Problem to work on
Retype every entry word for word.

Source records
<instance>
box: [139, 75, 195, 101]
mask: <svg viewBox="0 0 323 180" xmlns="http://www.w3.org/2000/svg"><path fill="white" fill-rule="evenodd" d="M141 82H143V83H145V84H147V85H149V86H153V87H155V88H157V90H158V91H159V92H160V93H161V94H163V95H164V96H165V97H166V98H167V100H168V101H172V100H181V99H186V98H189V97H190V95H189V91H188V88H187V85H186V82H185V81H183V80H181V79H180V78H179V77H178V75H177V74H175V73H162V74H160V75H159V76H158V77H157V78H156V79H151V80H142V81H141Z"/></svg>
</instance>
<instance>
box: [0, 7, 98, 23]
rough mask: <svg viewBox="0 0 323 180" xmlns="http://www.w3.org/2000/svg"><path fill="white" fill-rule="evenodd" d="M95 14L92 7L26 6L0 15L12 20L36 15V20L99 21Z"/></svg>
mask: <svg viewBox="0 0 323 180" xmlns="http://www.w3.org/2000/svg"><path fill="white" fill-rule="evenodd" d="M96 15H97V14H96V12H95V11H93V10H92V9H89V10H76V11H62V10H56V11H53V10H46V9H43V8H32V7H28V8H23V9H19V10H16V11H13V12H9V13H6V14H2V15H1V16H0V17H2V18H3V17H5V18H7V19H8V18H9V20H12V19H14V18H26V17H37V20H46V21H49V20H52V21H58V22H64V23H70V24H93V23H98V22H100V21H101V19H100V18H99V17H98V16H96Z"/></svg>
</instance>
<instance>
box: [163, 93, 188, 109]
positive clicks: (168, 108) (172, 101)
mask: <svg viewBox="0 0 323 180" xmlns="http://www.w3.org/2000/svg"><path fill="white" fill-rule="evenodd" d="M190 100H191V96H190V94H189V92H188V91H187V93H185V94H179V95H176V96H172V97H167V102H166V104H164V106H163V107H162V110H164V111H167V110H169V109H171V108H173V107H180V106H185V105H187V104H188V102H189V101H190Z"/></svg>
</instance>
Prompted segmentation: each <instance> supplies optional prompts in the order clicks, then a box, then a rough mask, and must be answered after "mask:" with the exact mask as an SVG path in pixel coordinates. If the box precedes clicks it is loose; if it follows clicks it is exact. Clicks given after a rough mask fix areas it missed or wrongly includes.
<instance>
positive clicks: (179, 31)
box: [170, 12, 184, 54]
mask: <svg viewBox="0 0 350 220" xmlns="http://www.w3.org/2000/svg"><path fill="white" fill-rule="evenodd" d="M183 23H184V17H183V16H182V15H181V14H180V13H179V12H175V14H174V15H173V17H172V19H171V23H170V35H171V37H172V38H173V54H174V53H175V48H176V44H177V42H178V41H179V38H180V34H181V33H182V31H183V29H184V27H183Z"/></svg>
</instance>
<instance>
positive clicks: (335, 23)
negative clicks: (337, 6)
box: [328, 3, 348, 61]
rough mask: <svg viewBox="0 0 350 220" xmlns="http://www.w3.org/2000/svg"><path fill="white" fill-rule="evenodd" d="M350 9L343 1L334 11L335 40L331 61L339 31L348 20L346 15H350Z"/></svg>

Worked solution
<instance>
box: [139, 75, 195, 101]
mask: <svg viewBox="0 0 323 180" xmlns="http://www.w3.org/2000/svg"><path fill="white" fill-rule="evenodd" d="M141 82H143V83H145V84H147V85H149V86H153V87H155V88H157V90H158V91H159V92H160V93H161V94H163V95H164V96H165V97H166V98H167V100H168V101H172V100H181V99H186V98H189V97H190V95H189V91H188V88H187V85H186V82H185V81H183V80H181V79H180V78H179V77H178V75H177V74H175V73H162V74H160V75H159V76H158V77H157V78H156V79H151V80H142V81H141Z"/></svg>
</instance>
<instance>
box: [0, 7, 98, 23]
rough mask: <svg viewBox="0 0 323 180" xmlns="http://www.w3.org/2000/svg"><path fill="white" fill-rule="evenodd" d="M95 14L92 7L26 6L0 15L12 20L36 15V20L99 21Z"/></svg>
mask: <svg viewBox="0 0 323 180" xmlns="http://www.w3.org/2000/svg"><path fill="white" fill-rule="evenodd" d="M96 15H97V14H96V12H95V11H93V10H92V9H89V10H76V11H62V10H56V11H53V10H46V9H43V8H32V7H28V8H23V9H19V10H16V11H13V12H9V13H6V14H2V15H1V16H0V17H2V18H3V17H5V18H7V19H8V18H9V20H12V19H14V18H26V17H37V20H46V21H49V20H52V21H58V22H64V23H70V24H93V23H98V22H100V21H101V19H100V18H99V17H98V16H96Z"/></svg>
</instance>
<instance>
box: [163, 93, 188, 109]
positive clicks: (168, 108) (172, 101)
mask: <svg viewBox="0 0 323 180" xmlns="http://www.w3.org/2000/svg"><path fill="white" fill-rule="evenodd" d="M190 100H191V96H190V94H189V92H188V91H187V93H185V94H179V95H176V96H172V97H167V102H166V104H164V106H163V107H162V110H164V111H167V110H169V109H171V108H173V107H180V106H185V105H187V104H188V102H189V101H190Z"/></svg>
</instance>
Prompted segmentation: each <instance> supplies optional prompts in the order clicks, then a box, then a rough mask, and must be answered after "mask:" with the exact mask as an SVG path in pixel coordinates. If the box precedes clicks it is loose; if it follows clicks it is exact. Clicks given after a rough mask fix areas it missed or wrongly includes.
<instance>
positive clicks: (179, 31)
box: [170, 12, 184, 54]
mask: <svg viewBox="0 0 350 220" xmlns="http://www.w3.org/2000/svg"><path fill="white" fill-rule="evenodd" d="M183 23H184V17H183V16H182V15H181V14H180V13H179V12H175V14H174V15H173V17H172V19H171V23H170V35H171V37H172V38H173V54H174V53H175V48H176V44H177V42H178V41H179V38H180V34H181V33H182V31H183V29H184V27H183Z"/></svg>
</instance>
<instance>
positive clicks: (335, 23)
negative clicks: (337, 6)
box: [328, 3, 348, 61]
rough mask: <svg viewBox="0 0 350 220" xmlns="http://www.w3.org/2000/svg"><path fill="white" fill-rule="evenodd" d="M350 9L343 1L334 11L335 40L331 61L339 31L348 20L346 15H350Z"/></svg>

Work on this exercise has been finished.